▶ [TASK ITEM]: Find every line of the listing below where "catcher" appears, and copy it.

▶ [SOURCE DATA]:
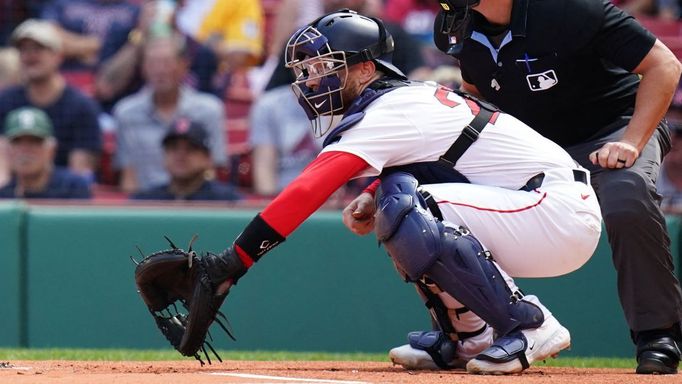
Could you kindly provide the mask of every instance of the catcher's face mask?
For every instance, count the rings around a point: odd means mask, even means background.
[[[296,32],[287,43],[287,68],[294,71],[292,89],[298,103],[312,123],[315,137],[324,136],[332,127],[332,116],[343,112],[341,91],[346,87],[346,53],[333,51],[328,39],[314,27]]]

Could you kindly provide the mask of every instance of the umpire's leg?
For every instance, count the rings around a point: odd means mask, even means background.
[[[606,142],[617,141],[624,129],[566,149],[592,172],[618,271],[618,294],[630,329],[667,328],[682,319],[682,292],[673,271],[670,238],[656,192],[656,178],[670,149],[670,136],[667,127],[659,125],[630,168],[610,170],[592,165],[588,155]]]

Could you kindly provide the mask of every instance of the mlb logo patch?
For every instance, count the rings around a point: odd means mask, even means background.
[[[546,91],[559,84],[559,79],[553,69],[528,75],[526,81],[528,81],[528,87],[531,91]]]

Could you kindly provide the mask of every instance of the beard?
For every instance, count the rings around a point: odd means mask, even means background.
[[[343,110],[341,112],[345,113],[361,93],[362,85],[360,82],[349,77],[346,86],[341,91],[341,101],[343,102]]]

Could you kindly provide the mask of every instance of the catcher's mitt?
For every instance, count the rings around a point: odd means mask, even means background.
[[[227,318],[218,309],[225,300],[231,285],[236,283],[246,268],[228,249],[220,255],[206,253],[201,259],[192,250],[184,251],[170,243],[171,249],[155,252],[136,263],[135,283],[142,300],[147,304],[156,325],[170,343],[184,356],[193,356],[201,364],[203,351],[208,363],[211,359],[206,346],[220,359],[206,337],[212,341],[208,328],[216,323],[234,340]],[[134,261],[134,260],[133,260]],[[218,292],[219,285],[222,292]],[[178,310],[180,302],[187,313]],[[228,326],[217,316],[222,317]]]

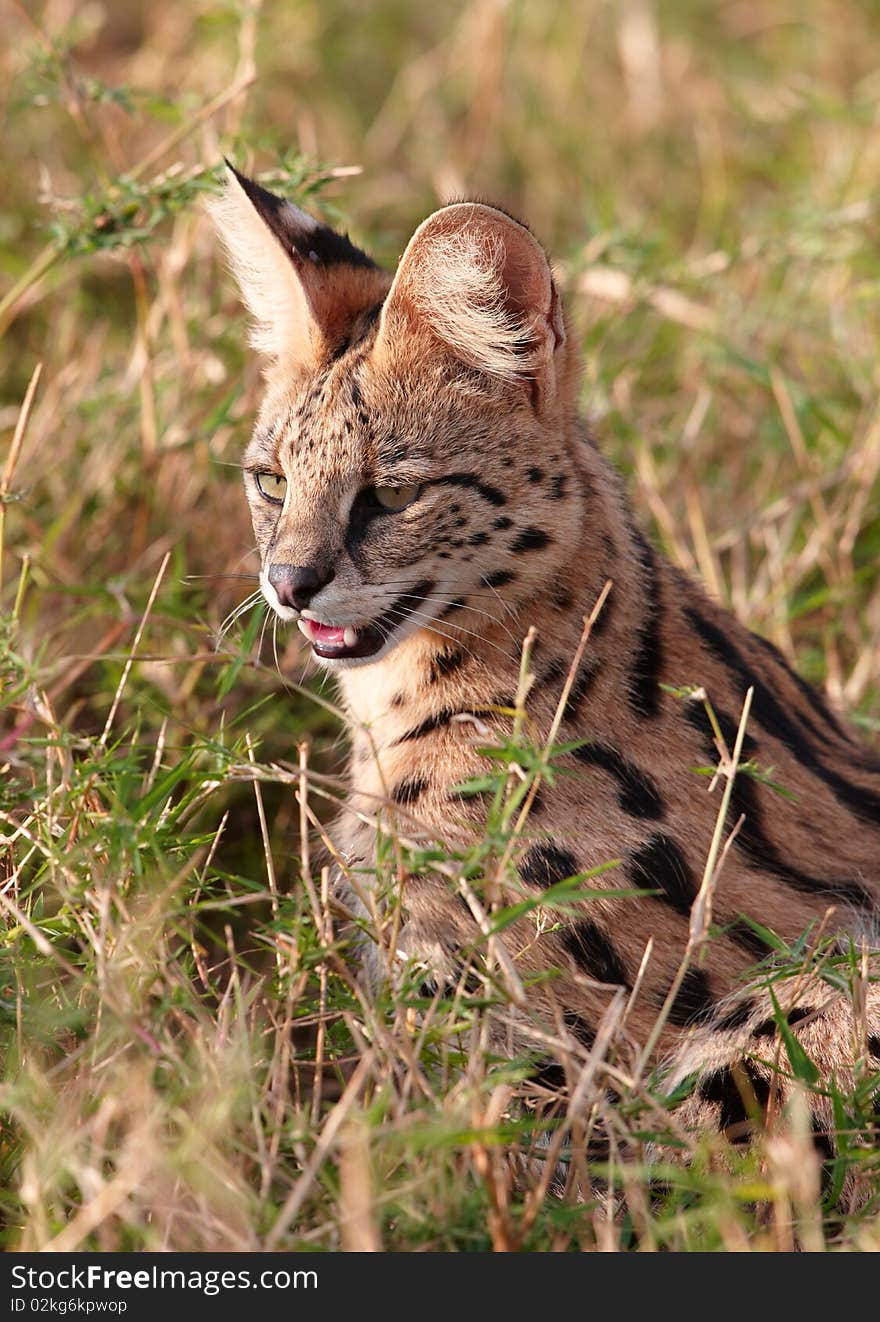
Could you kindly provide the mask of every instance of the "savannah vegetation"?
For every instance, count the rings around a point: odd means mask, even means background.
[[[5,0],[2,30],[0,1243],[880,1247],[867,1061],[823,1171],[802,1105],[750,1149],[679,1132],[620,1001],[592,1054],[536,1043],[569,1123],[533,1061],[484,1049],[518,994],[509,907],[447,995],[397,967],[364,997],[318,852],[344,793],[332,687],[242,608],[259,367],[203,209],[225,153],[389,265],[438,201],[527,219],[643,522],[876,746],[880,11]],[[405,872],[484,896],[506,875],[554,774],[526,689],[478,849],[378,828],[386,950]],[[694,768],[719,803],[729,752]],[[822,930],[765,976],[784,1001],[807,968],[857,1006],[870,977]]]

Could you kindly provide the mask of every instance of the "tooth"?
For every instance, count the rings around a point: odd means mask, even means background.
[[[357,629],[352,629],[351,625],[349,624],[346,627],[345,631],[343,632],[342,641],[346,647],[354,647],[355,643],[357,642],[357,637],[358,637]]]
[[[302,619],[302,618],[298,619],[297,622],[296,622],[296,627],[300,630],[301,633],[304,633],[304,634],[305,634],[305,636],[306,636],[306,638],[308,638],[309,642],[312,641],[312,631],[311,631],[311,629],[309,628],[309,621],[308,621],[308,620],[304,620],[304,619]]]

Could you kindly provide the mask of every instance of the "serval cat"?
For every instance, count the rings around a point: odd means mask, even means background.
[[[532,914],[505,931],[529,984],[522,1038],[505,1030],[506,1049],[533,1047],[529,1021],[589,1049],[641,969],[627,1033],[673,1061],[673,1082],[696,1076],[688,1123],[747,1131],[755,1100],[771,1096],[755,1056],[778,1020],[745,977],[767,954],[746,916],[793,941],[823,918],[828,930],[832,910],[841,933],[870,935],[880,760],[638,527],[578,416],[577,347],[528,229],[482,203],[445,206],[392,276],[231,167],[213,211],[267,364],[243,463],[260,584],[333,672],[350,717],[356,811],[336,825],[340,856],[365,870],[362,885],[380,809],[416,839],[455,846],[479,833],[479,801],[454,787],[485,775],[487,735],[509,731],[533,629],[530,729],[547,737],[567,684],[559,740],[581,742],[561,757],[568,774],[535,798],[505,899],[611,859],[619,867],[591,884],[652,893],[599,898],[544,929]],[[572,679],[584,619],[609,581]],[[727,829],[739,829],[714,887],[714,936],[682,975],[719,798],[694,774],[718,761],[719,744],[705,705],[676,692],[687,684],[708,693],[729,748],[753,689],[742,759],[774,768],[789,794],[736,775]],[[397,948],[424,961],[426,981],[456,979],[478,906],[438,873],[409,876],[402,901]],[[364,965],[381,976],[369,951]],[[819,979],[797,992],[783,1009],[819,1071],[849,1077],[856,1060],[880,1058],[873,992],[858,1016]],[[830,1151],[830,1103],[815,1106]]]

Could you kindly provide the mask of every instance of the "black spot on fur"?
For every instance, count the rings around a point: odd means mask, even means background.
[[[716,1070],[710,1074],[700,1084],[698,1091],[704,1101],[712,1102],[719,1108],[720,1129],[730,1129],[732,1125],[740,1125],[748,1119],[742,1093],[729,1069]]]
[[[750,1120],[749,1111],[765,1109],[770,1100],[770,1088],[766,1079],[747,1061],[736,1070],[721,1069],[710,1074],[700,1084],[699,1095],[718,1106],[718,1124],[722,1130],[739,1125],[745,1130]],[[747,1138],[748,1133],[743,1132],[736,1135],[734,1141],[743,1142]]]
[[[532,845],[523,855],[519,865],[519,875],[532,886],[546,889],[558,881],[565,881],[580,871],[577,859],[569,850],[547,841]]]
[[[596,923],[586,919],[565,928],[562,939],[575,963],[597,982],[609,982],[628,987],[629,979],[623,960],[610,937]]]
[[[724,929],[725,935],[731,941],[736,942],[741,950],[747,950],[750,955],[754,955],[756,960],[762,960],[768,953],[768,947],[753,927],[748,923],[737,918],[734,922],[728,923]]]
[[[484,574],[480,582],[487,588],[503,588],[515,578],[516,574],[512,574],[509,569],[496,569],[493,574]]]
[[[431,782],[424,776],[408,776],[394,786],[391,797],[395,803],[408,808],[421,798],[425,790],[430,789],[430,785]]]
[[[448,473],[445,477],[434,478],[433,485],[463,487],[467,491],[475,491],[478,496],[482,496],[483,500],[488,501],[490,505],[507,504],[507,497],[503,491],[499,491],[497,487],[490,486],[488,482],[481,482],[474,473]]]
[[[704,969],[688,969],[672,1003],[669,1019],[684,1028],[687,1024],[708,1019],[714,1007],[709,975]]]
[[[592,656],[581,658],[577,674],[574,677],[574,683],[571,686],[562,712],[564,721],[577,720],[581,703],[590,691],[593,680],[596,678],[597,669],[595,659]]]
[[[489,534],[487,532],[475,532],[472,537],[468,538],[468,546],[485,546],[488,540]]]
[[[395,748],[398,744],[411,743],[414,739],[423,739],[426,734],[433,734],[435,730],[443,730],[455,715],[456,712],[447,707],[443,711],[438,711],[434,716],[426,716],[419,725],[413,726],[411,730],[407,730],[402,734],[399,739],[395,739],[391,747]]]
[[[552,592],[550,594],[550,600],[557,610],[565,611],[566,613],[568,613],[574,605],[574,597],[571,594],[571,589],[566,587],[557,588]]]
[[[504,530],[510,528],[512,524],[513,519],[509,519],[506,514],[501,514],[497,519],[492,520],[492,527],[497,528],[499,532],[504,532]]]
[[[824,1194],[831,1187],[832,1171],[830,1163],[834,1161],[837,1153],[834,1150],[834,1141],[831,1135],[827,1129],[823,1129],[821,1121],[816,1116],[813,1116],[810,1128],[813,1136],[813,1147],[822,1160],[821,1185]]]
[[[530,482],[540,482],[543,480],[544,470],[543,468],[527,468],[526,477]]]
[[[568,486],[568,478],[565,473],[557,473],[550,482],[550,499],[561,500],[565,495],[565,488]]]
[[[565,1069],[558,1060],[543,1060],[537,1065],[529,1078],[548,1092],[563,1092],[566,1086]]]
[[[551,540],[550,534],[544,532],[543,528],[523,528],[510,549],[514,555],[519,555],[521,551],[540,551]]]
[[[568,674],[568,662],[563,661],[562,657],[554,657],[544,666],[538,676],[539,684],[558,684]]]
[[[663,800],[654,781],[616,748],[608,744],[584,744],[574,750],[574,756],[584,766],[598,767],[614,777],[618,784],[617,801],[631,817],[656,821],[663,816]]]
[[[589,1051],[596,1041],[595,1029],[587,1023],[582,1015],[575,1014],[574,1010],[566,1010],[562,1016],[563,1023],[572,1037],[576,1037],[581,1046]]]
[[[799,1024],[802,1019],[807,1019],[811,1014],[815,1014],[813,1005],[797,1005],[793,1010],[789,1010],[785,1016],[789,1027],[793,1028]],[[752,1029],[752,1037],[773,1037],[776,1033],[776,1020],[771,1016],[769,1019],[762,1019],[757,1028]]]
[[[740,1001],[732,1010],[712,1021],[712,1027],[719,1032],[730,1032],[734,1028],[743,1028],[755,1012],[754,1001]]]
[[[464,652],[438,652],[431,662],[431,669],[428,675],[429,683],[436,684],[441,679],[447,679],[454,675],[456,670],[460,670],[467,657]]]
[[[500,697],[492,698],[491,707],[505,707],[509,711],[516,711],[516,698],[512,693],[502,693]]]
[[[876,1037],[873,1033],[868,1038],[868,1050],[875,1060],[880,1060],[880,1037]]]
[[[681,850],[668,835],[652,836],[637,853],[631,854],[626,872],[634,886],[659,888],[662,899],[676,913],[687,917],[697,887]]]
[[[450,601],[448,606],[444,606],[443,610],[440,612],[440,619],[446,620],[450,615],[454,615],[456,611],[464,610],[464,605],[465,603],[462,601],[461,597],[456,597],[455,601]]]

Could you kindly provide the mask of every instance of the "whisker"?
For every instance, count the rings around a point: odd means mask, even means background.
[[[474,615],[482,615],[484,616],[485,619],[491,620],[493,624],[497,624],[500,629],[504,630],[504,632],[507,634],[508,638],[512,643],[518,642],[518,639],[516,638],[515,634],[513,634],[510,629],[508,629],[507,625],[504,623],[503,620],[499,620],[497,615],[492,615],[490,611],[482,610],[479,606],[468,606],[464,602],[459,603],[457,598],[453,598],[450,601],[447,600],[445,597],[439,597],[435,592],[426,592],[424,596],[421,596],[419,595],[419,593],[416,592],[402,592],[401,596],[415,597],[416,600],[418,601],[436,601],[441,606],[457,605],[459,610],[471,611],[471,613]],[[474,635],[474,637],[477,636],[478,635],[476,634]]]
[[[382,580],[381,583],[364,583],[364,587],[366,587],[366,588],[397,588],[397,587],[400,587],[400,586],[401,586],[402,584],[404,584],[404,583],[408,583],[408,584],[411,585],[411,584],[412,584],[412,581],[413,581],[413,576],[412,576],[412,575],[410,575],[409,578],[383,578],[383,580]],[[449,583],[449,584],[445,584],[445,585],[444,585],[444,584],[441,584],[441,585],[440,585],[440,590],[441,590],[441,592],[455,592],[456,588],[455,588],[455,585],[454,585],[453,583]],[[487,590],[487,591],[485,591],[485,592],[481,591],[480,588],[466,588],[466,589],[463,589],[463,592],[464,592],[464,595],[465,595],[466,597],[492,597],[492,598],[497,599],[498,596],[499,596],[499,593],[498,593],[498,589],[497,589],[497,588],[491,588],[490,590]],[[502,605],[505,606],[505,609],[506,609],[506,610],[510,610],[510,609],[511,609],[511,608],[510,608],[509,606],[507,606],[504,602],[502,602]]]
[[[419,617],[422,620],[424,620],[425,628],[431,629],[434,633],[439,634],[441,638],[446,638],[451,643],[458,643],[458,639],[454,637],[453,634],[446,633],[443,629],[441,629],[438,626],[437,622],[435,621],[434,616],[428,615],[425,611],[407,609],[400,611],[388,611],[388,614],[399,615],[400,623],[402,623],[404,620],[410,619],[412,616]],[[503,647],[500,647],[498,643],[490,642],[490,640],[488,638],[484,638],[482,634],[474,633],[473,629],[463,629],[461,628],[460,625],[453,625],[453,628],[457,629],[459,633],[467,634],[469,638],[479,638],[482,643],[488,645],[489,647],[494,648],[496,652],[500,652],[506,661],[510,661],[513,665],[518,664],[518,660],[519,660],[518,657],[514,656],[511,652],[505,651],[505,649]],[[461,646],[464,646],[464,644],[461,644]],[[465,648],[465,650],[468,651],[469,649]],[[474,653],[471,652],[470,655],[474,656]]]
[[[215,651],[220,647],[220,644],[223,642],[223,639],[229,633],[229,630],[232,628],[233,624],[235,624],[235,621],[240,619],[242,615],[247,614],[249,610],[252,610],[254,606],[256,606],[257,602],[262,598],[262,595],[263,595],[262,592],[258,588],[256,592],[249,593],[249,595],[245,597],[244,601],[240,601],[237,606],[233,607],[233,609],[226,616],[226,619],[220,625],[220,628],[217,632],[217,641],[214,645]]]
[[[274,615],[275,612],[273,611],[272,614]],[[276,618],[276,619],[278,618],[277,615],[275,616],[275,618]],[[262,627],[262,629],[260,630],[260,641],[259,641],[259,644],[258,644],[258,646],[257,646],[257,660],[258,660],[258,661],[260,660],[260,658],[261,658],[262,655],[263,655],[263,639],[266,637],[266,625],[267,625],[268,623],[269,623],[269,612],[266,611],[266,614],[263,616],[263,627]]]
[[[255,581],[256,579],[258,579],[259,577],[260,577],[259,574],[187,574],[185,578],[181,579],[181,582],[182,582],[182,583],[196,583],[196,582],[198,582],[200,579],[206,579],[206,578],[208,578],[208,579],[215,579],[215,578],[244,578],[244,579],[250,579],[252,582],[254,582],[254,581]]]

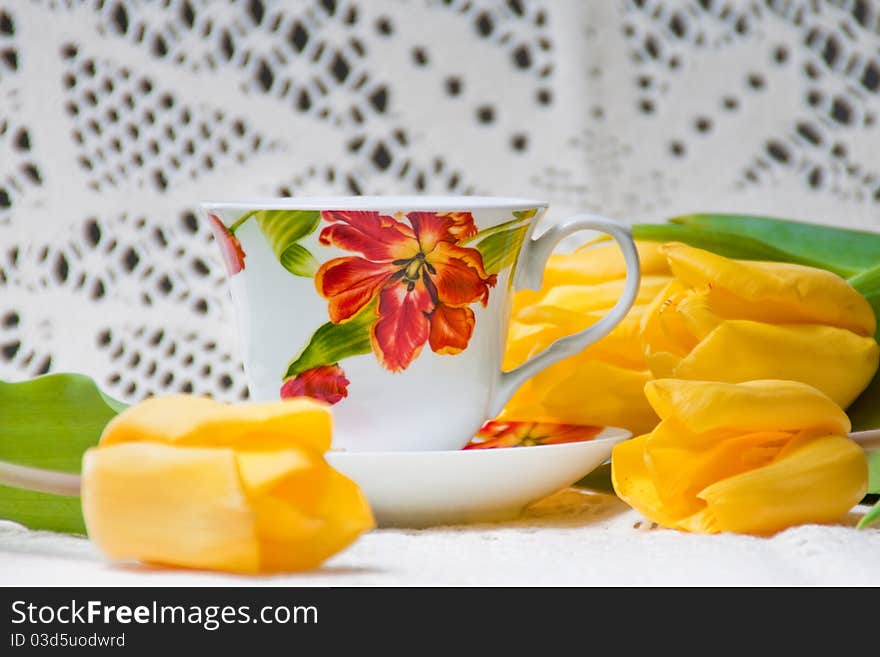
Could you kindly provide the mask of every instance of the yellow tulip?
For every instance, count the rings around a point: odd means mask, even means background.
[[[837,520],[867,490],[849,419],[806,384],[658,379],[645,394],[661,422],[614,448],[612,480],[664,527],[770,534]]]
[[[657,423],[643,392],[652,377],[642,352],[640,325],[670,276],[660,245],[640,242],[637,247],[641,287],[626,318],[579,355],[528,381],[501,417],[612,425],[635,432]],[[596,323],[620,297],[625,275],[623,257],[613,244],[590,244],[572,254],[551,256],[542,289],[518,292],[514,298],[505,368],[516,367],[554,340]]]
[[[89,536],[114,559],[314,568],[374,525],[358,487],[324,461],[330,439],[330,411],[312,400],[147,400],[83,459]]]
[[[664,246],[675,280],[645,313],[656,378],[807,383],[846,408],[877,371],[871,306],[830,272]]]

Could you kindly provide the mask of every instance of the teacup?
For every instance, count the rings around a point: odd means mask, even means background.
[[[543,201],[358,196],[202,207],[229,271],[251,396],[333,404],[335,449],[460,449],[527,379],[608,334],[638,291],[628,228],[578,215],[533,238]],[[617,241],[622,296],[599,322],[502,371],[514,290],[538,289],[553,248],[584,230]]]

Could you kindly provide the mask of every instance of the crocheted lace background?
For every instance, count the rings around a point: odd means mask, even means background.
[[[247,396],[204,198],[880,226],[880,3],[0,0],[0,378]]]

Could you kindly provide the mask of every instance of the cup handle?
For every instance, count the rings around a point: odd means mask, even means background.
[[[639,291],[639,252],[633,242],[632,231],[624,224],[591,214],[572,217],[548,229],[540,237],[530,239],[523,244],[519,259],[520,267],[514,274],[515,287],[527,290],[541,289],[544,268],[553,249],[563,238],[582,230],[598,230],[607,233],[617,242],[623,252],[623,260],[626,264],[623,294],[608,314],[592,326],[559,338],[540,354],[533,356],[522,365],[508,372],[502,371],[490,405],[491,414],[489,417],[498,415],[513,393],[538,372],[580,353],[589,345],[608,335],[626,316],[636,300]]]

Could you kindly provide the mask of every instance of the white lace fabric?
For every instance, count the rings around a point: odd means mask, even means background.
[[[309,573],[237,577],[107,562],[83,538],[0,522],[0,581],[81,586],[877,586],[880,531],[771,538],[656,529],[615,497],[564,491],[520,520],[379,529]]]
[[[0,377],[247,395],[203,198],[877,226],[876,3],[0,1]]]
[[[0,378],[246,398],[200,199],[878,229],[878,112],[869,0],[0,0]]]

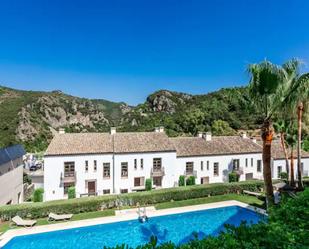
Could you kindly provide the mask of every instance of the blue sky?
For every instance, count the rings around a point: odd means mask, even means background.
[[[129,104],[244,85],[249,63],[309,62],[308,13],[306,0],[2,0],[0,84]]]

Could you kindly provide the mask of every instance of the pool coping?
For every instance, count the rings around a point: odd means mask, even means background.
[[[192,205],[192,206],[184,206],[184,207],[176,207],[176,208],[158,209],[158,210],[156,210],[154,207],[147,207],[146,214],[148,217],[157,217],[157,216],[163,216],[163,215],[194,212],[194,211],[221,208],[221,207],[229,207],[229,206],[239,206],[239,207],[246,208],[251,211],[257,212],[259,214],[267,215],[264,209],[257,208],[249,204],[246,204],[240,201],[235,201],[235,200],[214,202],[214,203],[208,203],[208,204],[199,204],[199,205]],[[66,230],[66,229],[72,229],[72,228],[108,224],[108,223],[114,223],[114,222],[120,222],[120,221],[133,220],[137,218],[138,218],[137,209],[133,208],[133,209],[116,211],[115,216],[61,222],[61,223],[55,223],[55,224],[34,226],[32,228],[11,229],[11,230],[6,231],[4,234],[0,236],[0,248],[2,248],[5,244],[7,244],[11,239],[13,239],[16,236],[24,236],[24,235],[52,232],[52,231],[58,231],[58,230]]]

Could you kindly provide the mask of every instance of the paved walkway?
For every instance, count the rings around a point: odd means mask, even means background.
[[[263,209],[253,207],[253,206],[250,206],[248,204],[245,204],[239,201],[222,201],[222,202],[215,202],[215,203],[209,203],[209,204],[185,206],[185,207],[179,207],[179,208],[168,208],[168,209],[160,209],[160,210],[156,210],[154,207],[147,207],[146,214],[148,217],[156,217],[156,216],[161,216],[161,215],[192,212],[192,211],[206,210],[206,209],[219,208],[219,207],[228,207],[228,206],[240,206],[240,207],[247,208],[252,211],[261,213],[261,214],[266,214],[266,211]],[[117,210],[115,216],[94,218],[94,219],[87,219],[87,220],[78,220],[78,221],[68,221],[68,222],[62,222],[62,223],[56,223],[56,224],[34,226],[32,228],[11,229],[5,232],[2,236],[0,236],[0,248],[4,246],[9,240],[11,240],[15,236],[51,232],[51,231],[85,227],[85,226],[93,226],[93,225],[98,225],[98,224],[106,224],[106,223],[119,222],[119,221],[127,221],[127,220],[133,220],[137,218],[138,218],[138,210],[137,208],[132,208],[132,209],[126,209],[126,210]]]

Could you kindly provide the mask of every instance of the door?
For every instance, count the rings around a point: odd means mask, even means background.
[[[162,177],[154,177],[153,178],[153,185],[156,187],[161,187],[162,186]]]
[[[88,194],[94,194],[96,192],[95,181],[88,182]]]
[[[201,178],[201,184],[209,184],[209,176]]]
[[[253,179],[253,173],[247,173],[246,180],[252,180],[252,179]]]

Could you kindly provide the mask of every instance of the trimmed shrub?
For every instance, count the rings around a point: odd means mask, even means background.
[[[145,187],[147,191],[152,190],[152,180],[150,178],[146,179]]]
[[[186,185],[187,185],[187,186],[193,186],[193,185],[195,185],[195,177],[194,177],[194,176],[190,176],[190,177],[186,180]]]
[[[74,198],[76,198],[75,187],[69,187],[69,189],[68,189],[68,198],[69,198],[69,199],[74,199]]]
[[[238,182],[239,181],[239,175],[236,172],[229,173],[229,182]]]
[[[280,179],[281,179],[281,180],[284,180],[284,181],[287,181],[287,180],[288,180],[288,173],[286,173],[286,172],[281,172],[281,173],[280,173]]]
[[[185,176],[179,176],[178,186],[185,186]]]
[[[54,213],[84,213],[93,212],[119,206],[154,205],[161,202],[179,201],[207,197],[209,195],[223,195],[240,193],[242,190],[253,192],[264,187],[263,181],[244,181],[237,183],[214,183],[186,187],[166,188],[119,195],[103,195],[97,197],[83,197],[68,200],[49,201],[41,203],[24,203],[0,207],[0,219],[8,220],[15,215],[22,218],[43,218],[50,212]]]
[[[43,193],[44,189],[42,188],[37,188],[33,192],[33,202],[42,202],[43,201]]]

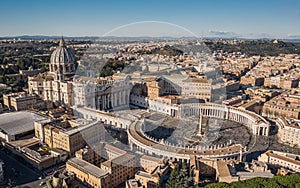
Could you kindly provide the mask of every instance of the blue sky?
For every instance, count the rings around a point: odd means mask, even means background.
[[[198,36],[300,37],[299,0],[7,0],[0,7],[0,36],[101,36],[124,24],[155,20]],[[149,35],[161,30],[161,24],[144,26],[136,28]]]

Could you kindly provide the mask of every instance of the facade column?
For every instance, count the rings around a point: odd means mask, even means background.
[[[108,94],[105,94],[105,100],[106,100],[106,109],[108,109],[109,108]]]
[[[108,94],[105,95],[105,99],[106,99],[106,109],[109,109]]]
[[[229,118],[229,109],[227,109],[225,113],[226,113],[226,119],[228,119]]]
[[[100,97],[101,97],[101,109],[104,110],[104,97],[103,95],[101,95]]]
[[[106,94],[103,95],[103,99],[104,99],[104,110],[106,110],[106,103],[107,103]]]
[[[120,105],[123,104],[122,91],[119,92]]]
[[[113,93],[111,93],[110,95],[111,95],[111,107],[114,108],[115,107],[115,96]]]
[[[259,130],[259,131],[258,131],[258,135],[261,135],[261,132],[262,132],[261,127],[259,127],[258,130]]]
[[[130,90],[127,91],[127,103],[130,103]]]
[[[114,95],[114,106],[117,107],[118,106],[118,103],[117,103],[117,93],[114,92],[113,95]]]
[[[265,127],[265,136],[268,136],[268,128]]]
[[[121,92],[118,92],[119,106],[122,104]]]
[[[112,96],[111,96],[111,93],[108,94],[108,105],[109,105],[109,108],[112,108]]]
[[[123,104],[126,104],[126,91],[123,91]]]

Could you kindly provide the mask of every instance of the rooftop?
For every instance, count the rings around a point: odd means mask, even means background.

▶ [RESPONSE BOX]:
Could you kindly provide the mask of every instance of the catcher's face mask?
Could you kindly provide the mask of every instance of the catcher's mitt?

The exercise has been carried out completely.